## EXERCISE TASK
Please pick out and copy every line of the records below that contains the word "eyebrow".
□ □ □ □ □
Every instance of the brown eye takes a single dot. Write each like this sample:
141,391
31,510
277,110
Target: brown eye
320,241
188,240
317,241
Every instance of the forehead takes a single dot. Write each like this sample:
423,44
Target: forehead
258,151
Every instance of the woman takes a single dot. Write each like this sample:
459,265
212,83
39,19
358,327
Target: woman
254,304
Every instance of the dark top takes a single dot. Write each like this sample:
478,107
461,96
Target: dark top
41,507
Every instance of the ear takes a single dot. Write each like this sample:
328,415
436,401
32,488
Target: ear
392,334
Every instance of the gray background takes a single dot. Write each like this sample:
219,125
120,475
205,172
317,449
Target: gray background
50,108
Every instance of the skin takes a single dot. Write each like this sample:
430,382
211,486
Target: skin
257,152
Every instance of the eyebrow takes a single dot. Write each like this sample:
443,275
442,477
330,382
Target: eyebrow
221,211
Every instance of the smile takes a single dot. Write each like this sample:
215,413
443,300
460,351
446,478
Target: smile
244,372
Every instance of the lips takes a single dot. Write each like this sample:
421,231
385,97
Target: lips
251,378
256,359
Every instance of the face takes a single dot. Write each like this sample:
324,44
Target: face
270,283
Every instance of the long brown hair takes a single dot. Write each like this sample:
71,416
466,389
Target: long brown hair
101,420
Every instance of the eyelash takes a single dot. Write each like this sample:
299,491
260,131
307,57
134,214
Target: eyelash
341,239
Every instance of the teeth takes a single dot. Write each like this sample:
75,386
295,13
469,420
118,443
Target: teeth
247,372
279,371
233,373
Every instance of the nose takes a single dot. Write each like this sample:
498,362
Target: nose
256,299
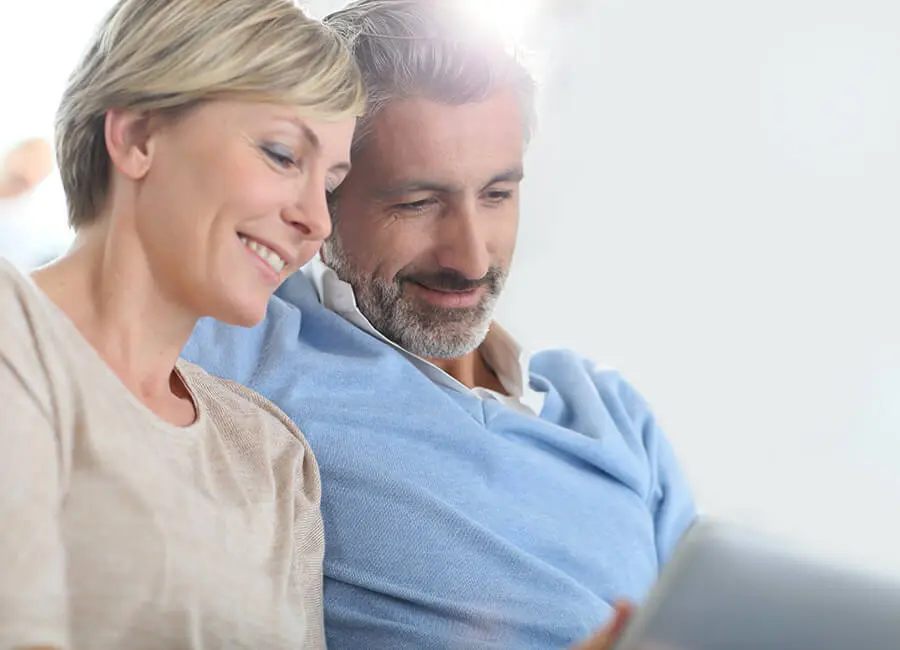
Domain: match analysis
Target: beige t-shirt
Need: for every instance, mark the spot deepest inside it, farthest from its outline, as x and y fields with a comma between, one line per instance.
x=121, y=531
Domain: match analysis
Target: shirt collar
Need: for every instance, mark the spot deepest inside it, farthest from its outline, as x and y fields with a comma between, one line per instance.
x=508, y=360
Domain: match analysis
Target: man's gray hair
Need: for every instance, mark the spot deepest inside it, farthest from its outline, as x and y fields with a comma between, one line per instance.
x=431, y=49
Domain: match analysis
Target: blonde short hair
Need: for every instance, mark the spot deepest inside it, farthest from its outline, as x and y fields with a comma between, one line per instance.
x=170, y=55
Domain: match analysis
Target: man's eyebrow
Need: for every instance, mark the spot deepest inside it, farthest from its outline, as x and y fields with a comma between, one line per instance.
x=511, y=175
x=416, y=185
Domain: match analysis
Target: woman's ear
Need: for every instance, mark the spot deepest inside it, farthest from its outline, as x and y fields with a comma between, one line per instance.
x=128, y=142
x=25, y=166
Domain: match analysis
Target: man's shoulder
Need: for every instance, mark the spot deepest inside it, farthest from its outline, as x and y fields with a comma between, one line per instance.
x=567, y=364
x=592, y=390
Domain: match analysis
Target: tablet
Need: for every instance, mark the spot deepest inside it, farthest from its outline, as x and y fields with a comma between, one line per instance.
x=728, y=589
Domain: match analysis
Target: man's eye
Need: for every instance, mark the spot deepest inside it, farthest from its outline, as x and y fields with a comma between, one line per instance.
x=415, y=206
x=498, y=196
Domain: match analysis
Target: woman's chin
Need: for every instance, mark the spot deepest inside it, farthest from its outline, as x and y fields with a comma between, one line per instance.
x=243, y=315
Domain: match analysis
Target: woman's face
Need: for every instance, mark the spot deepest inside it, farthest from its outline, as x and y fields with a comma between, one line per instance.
x=232, y=200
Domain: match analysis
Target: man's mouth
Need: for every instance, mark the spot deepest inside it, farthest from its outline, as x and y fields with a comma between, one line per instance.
x=449, y=298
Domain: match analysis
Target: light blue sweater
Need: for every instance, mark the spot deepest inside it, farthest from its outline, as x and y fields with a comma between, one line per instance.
x=452, y=522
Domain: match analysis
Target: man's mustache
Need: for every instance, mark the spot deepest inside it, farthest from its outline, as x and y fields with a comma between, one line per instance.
x=450, y=280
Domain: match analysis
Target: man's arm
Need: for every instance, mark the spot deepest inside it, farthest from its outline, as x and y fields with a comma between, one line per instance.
x=669, y=498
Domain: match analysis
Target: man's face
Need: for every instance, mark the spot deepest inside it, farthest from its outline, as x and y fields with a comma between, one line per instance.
x=426, y=221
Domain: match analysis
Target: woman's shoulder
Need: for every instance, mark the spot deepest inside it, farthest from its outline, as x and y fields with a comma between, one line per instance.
x=227, y=400
x=20, y=305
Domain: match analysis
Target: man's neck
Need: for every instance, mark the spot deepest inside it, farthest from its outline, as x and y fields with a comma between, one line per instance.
x=471, y=371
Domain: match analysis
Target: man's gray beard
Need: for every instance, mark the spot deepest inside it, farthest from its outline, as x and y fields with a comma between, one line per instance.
x=416, y=326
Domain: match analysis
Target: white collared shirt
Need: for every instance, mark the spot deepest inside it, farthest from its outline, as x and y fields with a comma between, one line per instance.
x=506, y=358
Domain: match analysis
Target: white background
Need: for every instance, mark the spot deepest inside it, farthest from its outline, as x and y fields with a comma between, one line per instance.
x=711, y=207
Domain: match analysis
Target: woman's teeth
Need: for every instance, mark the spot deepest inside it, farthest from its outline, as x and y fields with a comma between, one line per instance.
x=272, y=258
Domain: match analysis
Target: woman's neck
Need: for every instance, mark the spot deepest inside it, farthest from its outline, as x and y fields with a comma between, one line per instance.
x=104, y=284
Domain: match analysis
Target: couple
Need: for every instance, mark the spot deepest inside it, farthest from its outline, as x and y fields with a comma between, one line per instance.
x=471, y=497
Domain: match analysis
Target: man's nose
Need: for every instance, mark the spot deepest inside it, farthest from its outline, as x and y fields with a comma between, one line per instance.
x=462, y=244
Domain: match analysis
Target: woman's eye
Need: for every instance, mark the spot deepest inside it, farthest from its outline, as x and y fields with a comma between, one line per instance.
x=280, y=157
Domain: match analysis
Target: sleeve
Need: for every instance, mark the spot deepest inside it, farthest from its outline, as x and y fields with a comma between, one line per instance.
x=33, y=594
x=670, y=498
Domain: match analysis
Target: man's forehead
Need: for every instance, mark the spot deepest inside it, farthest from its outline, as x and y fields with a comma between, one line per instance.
x=416, y=137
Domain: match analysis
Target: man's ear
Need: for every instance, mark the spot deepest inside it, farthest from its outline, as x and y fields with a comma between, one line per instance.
x=129, y=142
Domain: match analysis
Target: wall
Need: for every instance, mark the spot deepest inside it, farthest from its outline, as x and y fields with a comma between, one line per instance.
x=711, y=206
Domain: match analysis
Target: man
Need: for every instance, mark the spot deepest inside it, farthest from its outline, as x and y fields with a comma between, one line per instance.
x=473, y=498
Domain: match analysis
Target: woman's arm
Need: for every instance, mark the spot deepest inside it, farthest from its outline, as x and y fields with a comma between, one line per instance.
x=33, y=595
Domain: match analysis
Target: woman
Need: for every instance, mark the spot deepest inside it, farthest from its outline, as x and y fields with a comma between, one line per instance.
x=145, y=504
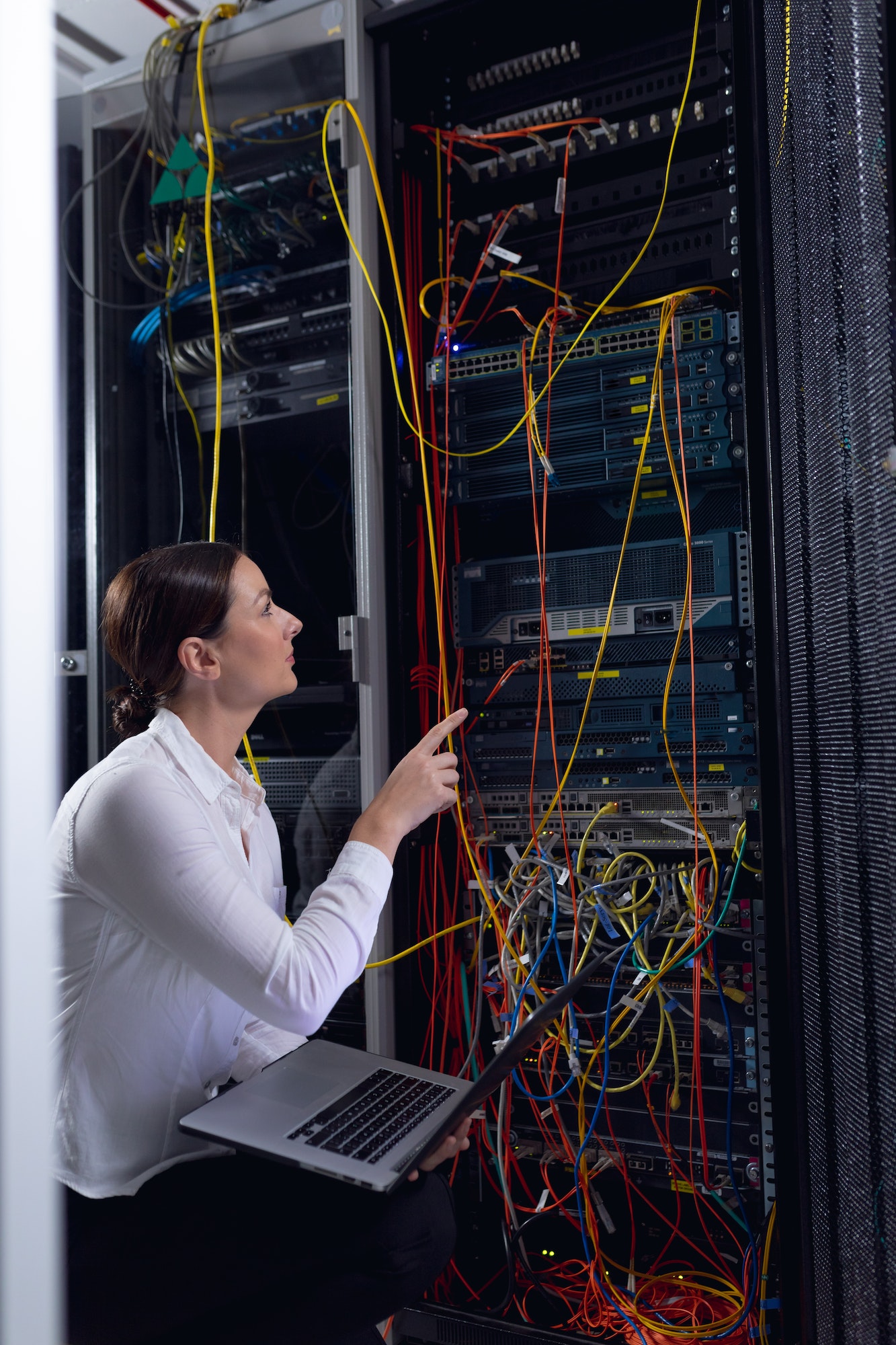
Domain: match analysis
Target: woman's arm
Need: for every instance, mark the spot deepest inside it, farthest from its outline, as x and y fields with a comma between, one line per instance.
x=146, y=849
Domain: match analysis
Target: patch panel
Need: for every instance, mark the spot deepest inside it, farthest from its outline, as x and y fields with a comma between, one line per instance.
x=710, y=804
x=615, y=345
x=497, y=601
x=623, y=684
x=612, y=832
x=709, y=646
x=737, y=740
x=274, y=392
x=715, y=714
x=631, y=775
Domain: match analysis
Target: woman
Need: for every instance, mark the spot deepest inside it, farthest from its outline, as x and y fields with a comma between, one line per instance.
x=179, y=974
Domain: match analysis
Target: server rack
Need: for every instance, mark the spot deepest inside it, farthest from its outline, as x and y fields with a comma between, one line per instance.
x=459, y=67
x=814, y=497
x=300, y=393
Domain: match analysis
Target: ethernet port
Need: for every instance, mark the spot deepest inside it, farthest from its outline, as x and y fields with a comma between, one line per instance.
x=653, y=618
x=638, y=1164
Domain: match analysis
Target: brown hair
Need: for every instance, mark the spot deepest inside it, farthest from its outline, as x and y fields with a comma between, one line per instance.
x=151, y=606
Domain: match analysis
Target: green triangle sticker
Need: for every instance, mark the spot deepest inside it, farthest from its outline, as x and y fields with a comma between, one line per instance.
x=169, y=189
x=184, y=157
x=197, y=184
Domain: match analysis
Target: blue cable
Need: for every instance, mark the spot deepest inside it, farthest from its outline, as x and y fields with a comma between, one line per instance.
x=549, y=941
x=594, y=1120
x=149, y=326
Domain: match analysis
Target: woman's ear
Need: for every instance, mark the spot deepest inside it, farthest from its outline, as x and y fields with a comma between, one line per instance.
x=198, y=660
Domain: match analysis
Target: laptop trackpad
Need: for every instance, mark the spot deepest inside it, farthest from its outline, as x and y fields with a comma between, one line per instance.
x=298, y=1087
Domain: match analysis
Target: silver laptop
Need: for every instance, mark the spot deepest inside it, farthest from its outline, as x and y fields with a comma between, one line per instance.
x=358, y=1117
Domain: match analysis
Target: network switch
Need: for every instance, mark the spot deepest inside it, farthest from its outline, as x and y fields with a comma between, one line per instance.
x=497, y=602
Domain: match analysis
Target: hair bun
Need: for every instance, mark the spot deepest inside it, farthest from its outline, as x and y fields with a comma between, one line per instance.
x=131, y=711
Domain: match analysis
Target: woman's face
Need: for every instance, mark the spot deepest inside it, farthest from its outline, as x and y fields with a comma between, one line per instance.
x=255, y=652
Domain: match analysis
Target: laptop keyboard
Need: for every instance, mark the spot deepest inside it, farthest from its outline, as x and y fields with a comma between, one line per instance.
x=372, y=1118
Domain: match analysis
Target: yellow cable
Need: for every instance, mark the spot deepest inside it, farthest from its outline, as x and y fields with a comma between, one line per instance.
x=763, y=1278
x=686, y=613
x=222, y=11
x=431, y=284
x=417, y=428
x=174, y=371
x=786, y=96
x=423, y=944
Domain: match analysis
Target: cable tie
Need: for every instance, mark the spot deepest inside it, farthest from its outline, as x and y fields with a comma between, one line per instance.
x=603, y=1214
x=635, y=1005
x=505, y=254
x=606, y=922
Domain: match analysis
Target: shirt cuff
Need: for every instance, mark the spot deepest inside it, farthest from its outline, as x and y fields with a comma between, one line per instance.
x=366, y=864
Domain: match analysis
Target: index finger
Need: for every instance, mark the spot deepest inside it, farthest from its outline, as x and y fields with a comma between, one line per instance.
x=440, y=731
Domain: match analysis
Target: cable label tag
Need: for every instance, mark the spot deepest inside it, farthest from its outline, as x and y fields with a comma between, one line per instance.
x=635, y=1005
x=505, y=254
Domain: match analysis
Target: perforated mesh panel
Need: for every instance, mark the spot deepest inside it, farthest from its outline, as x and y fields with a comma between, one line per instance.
x=588, y=578
x=323, y=782
x=833, y=317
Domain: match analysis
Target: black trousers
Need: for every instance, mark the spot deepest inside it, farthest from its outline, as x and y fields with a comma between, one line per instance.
x=243, y=1252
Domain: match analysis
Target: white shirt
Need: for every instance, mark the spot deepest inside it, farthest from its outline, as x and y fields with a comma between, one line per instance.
x=178, y=970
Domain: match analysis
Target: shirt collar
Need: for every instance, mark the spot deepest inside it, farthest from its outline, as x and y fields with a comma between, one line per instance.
x=198, y=766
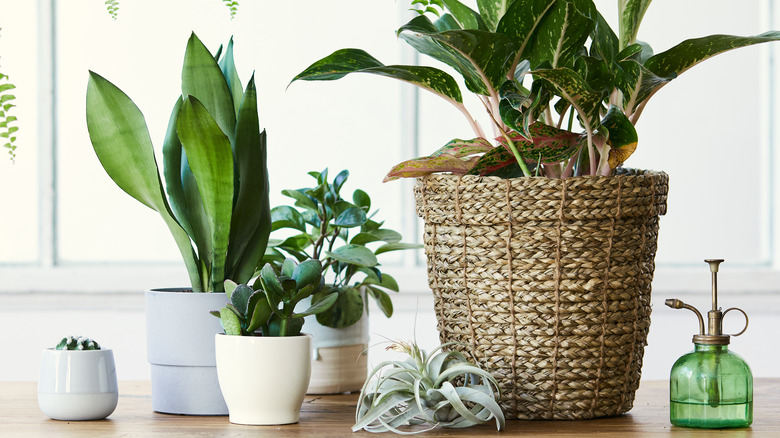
□ □ □ □ □
## TASK RESPONSE
Every instance of the eyebrow takes a single dot. Write each like this sample:
Target: eyebrow
Target: man's eyebrow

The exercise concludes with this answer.